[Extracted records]
----

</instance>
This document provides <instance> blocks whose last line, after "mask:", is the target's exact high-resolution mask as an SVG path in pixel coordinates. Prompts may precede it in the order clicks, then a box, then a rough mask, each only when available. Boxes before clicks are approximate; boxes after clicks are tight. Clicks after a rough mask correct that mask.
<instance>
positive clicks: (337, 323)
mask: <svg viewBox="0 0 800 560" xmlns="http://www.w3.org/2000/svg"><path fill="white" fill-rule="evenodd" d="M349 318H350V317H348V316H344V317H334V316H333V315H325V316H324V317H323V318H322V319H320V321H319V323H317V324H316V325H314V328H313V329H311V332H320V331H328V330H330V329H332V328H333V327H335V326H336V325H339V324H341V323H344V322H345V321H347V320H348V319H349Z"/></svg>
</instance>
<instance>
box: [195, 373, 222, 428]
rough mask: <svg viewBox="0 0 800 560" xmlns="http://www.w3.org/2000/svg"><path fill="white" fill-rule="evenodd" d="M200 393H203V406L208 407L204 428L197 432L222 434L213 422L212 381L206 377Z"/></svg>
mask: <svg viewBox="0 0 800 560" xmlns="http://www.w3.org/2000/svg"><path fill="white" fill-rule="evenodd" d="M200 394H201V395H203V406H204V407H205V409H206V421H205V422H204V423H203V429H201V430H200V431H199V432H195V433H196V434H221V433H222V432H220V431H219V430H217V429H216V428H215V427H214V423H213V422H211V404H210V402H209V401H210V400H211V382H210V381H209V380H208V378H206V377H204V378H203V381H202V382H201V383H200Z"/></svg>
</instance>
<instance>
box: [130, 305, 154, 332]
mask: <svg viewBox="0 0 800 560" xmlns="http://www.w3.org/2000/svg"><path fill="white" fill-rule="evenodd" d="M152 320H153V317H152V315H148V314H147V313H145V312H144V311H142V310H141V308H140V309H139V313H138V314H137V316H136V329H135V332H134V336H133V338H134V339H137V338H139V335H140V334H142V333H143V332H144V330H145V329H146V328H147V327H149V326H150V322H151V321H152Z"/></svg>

----

» **Exercise instructions**
Repeat the entries above verbatim.

» **Problem solution**
</instance>
This document provides <instance> blocks whose last line, after "mask:", is the target's exact high-resolution mask as an SVG path in pixel coordinates. Prompts may precede it in the order clicks, then a box, then a rough mask, each only when available. Boxes before clicks are approximate; boxes after clicks are tight. Clicks after a rough mask correct that mask.
<instance>
positive clicks: (337, 323)
mask: <svg viewBox="0 0 800 560" xmlns="http://www.w3.org/2000/svg"><path fill="white" fill-rule="evenodd" d="M349 318H350V317H348V316H344V317H334V316H333V315H325V316H324V317H323V318H322V319H320V321H319V323H317V324H316V325H314V328H313V329H311V332H320V331H328V330H330V329H332V328H333V327H335V326H336V325H339V324H341V323H344V322H345V321H347V320H348V319H349Z"/></svg>
</instance>
<instance>
box: [195, 373, 222, 428]
rough mask: <svg viewBox="0 0 800 560" xmlns="http://www.w3.org/2000/svg"><path fill="white" fill-rule="evenodd" d="M200 393H203V406L208 407L204 428L197 432L222 434L213 422L212 381L206 377Z"/></svg>
mask: <svg viewBox="0 0 800 560" xmlns="http://www.w3.org/2000/svg"><path fill="white" fill-rule="evenodd" d="M200 394H201V395H203V406H204V407H205V409H206V421H205V422H204V423H203V429H201V430H200V431H199V432H195V433H196V434H221V433H222V432H220V431H219V430H217V429H216V428H215V427H214V423H213V422H211V404H210V402H209V401H210V400H211V382H210V381H209V380H208V378H206V377H204V378H203V381H202V382H201V383H200Z"/></svg>
</instance>
<instance>
box: [130, 305, 154, 332]
mask: <svg viewBox="0 0 800 560" xmlns="http://www.w3.org/2000/svg"><path fill="white" fill-rule="evenodd" d="M152 320H153V317H152V315H148V314H147V313H145V312H144V311H142V310H141V308H140V309H139V313H138V314H137V316H136V329H135V332H134V336H133V338H134V339H137V338H139V335H140V334H142V333H143V332H144V330H145V329H146V328H147V327H149V326H150V322H151V321H152Z"/></svg>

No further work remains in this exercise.